MATERIALS PROVIDED:

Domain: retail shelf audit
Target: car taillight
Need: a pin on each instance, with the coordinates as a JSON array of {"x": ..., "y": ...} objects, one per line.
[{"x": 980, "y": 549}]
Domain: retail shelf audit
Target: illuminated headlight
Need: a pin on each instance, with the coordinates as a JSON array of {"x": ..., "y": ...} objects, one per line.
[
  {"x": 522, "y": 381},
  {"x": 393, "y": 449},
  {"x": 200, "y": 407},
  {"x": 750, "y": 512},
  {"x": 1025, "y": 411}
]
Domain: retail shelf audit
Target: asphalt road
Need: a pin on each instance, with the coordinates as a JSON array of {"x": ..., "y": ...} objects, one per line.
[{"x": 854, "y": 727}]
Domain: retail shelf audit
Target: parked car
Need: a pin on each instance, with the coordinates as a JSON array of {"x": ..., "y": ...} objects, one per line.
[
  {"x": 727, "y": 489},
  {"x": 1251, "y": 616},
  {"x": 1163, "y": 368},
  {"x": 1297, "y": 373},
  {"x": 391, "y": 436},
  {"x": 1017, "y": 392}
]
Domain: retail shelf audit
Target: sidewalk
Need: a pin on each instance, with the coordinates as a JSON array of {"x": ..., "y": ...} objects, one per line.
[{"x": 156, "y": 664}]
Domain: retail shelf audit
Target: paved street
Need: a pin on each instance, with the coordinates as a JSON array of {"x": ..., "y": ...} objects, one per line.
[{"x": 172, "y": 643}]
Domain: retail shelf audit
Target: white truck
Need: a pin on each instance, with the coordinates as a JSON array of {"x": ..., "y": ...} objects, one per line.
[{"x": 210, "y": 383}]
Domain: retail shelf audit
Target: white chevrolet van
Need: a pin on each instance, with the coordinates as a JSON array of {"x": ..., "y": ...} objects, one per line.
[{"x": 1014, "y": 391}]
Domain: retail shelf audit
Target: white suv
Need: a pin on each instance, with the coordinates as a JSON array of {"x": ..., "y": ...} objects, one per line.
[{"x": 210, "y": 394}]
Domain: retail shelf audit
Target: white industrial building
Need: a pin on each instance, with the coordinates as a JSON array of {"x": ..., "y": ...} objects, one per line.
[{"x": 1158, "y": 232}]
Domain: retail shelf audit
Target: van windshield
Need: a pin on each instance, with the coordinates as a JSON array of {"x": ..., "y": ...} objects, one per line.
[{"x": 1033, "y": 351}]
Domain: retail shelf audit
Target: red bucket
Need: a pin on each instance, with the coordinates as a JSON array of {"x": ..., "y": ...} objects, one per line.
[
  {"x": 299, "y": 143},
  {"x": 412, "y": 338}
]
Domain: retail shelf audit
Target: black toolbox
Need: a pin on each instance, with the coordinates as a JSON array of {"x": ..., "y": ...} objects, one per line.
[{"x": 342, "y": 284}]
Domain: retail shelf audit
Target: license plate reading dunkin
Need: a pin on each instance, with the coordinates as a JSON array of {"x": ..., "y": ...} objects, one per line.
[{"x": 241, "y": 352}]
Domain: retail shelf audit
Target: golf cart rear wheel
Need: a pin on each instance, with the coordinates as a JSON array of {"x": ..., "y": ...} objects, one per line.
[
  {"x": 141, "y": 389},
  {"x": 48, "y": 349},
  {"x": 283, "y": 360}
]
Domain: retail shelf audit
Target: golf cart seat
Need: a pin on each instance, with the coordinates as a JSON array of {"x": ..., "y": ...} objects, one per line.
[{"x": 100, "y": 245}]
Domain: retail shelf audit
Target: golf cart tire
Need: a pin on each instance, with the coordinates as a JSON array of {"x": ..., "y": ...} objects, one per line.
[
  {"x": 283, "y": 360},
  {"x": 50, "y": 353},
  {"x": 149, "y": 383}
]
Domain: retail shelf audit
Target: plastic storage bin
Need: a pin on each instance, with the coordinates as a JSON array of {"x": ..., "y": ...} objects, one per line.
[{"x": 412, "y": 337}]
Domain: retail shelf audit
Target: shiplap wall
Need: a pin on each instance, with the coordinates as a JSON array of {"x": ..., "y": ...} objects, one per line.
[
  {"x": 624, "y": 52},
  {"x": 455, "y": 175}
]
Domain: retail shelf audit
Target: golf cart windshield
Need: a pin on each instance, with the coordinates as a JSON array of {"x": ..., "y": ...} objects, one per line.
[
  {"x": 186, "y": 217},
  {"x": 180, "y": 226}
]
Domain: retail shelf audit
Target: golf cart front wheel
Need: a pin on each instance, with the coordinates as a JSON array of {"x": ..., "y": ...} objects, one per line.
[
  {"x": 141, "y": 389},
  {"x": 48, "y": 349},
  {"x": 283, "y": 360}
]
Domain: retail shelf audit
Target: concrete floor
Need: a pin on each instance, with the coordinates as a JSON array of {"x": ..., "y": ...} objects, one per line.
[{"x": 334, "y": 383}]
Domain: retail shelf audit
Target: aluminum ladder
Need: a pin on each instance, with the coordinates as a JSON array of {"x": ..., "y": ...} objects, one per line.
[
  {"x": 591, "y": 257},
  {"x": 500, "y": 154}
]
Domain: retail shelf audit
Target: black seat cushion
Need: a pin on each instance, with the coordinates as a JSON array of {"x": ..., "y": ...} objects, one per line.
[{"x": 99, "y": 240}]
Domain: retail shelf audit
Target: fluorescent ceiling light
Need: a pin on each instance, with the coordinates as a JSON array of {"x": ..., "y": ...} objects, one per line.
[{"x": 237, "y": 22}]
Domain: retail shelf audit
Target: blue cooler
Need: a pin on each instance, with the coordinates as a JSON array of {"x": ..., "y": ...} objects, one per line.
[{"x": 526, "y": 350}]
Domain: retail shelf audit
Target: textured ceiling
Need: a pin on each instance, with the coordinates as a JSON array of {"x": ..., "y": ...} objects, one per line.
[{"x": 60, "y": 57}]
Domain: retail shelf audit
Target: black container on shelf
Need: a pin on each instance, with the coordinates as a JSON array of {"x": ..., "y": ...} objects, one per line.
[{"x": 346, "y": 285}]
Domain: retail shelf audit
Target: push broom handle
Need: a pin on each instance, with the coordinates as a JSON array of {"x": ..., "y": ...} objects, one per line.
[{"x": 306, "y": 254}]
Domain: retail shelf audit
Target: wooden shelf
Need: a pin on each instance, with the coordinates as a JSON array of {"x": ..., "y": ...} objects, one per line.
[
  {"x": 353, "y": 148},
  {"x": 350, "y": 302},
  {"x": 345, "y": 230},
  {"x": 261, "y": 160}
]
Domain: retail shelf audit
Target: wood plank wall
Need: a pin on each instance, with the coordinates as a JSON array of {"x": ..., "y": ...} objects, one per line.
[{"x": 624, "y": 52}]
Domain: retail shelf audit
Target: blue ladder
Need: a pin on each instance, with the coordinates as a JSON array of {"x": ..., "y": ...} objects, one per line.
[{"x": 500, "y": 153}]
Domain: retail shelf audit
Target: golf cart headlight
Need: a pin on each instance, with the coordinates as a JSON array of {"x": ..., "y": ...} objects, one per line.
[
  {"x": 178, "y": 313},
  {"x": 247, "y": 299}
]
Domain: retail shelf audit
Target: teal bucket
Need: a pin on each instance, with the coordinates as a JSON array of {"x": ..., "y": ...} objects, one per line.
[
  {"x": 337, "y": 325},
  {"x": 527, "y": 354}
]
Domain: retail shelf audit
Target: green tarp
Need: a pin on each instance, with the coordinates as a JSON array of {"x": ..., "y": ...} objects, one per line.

OBJECTIVE: Print the listing above in full, exactly as it is.

SOLUTION BELOW:
Domain: retail shelf audit
Target: car taillight
Need: a pin on each instance, with the coordinates as a JSON array of {"x": ..., "y": ...} objects, one per line.
[{"x": 980, "y": 549}]
Domain: retail shelf audit
Target: illuminated headlight
Need: a pin on each instance, with the coordinates as a JSON array of {"x": ..., "y": ...} objects, one per line.
[
  {"x": 522, "y": 381},
  {"x": 393, "y": 449},
  {"x": 200, "y": 407},
  {"x": 750, "y": 512},
  {"x": 1025, "y": 411}
]
Domain: retail shelf audit
Target: asphalt road
Need: a pin on each instance, with the coordinates as a JSON array of {"x": ..., "y": ...} objects, one per line.
[{"x": 854, "y": 727}]
Domain: retail shelf audit
Target: parked car
Need: a pin on each instance, with the coordinates as a JSON array of {"x": ..., "y": ...} objects, one per line.
[
  {"x": 727, "y": 489},
  {"x": 1251, "y": 616},
  {"x": 1163, "y": 368},
  {"x": 1297, "y": 373},
  {"x": 391, "y": 436},
  {"x": 1017, "y": 392}
]
Domain: retail shelf audit
Target: sidewalk
Need: a pin on each instance, with the coordinates as a JSON array of {"x": ..., "y": ...} objects, one per line.
[{"x": 156, "y": 664}]
Domain: retail shelf audit
Target: paved street
Need: a pin on each instance, with the coordinates as a JSON array of {"x": ..., "y": ...} objects, one per line.
[{"x": 172, "y": 643}]
Domain: retail shelf audit
Target: white truck
Need: a pin on each instance, with the coordinates as a JSON array of {"x": ..., "y": ...} objects, one per line.
[{"x": 210, "y": 383}]
Domain: retail shelf audit
Target: white chevrolet van
Need: a pin on each instance, with the coordinates as a JSON array of {"x": ..., "y": ...} objects, one per line.
[{"x": 1014, "y": 391}]
Domain: retail shelf audit
Target: white suv
Need: a pin on each instance, with the coordinates as a JSON array of {"x": ..., "y": ...} objects, one per line.
[{"x": 210, "y": 394}]
Domain: retail shelf audit
Target: white industrial building
Need: a pin on each instance, with the coordinates as a JSON array of {"x": ..., "y": ...} objects, one per line.
[{"x": 1158, "y": 232}]
Domain: retail shelf audit
Target: van windshield
Need: a pin on each instance, with the coordinates as a JSON array of {"x": ..., "y": ...} objects, one per line.
[{"x": 1033, "y": 351}]
Domain: retail shelf audit
Target: red bucket
Need: a pin on each instance, with the coordinates as a JSON array of {"x": ..., "y": ...} objects, one per line.
[
  {"x": 299, "y": 143},
  {"x": 412, "y": 338}
]
Domain: retail shelf audit
Target: black toolbox
Need: a pin on each instance, with the coordinates as a JSON array of {"x": ..., "y": ...} objects, one per line.
[{"x": 342, "y": 284}]
Domain: retail shelf audit
Target: license plate reading dunkin
Need: a pin on each instance, with the coordinates as a JSON array of {"x": ..., "y": ...} objects, one per line.
[{"x": 241, "y": 352}]
Domain: retail shelf audit
Target: golf cart rear wheel
Need: a pin on each instance, with the coordinates as a JSON array of {"x": ..., "y": ...} objects, one per line.
[
  {"x": 141, "y": 389},
  {"x": 48, "y": 349},
  {"x": 283, "y": 360}
]
Domain: retail shelf audit
Target: golf cart seat
Need: a pin on each instance, with the coordinates as a JSON array of {"x": ..., "y": ...} objects, one per line.
[{"x": 100, "y": 245}]
Domain: retail shelf audit
Target: golf cart tire
Need: a pin on each instance, with the coordinates as a JSON array of {"x": ..., "y": ...} objects, one per line.
[
  {"x": 283, "y": 360},
  {"x": 50, "y": 353},
  {"x": 149, "y": 383}
]
Domain: retail shelf audit
Target: plastic storage bin
Need: a pin on each instance, with the coordinates as a JSON array of {"x": ..., "y": ...} objects, one per line.
[{"x": 412, "y": 337}]
Domain: retail shelf audit
Target: shiplap wall
Need: a pin on each instance, with the coordinates as a JSON array of {"x": ..., "y": ...} objects, one per line.
[
  {"x": 624, "y": 52},
  {"x": 455, "y": 175}
]
Domain: retail shelf audit
Target: golf cart windshield
Need: a pin on each instance, with the coordinates as a JSON array of {"x": ..., "y": ...} objects, one per line.
[
  {"x": 186, "y": 217},
  {"x": 180, "y": 226}
]
Domain: retail shelf audit
Target: golf cart front wheel
Need: a pin on each instance, with the coordinates as a JSON array of {"x": ..., "y": ...} objects, one per line.
[
  {"x": 141, "y": 389},
  {"x": 48, "y": 349},
  {"x": 283, "y": 360}
]
Domain: retail shelf audit
Target: concrete floor
Need: a pin on each instance, with the coordinates as a JSON array of {"x": ..., "y": ...} objects, one per line.
[{"x": 334, "y": 383}]
Domain: retail shelf audit
Target: aluminum ladder
Need: a pin on each instance, with the coordinates as a JSON array of {"x": ..., "y": ...} objects, one per line.
[
  {"x": 591, "y": 257},
  {"x": 500, "y": 154}
]
Domain: retail shelf audit
Target: black seat cushion
Need: a pin on each instance, with the coordinates as a JSON array of {"x": ..., "y": ...} objects, one per line.
[{"x": 99, "y": 240}]
Domain: retail shelf audit
Target: fluorescent ceiling light
Need: a pin on each instance, with the coordinates as a JSON array of {"x": ..., "y": ...} objects, one per line.
[{"x": 237, "y": 22}]
Domain: retail shelf audit
Target: blue cooler
Need: a pin on each instance, with the coordinates as a JSON array of {"x": ..., "y": ...} objects, one per line.
[{"x": 526, "y": 350}]
Domain: retail shelf audit
Target: textured ceiling
Need: a pin on each instance, with the coordinates as a JSON array of {"x": ..., "y": ...} objects, one per line.
[{"x": 60, "y": 57}]
Domain: retail shelf audit
Target: black container on shelf
Need: a pin on each instance, with the coordinates as a JSON array of {"x": ..., "y": ...} objects, one per line.
[{"x": 346, "y": 285}]
Domain: retail shelf audit
Target: push broom handle
Need: a pin on each instance, with the coordinates as a JSON array of {"x": ..., "y": ...} objects, one per line.
[{"x": 306, "y": 254}]
Domain: retail shelf audit
Target: wooden shelf
Need: a pin on each instance, with the coordinates as a JSON array of {"x": ..., "y": ...} objects, one per line.
[
  {"x": 353, "y": 148},
  {"x": 350, "y": 302},
  {"x": 345, "y": 230},
  {"x": 261, "y": 160}
]
Domain: retail shelf audit
Target: wood plank wall
Need: a pin on each instance, with the coordinates as a JSON array of {"x": ..., "y": ...} objects, one per line.
[{"x": 624, "y": 52}]
Domain: retail shelf audit
Target: blue ladder
Need: a pin on each instance, with the coordinates as a JSON array of {"x": ..., "y": ...} objects, one per line.
[{"x": 500, "y": 153}]
Domain: retail shelf audit
Target: golf cart headlight
Need: a pin on each instance, with the coordinates as a JSON array of {"x": ..., "y": ...} objects, one per line.
[
  {"x": 178, "y": 313},
  {"x": 247, "y": 299}
]
Domain: retail shelf audit
Target: teal bucket
Need: a pin on each instance, with the coordinates as a JSON array of {"x": ..., "y": ...} objects, one per line.
[
  {"x": 337, "y": 325},
  {"x": 527, "y": 354}
]
Domain: retail shelf audit
Target: green tarp
Need: a pin on each instance, with the coordinates as a JSON array of {"x": ..., "y": ...} objects, one per line.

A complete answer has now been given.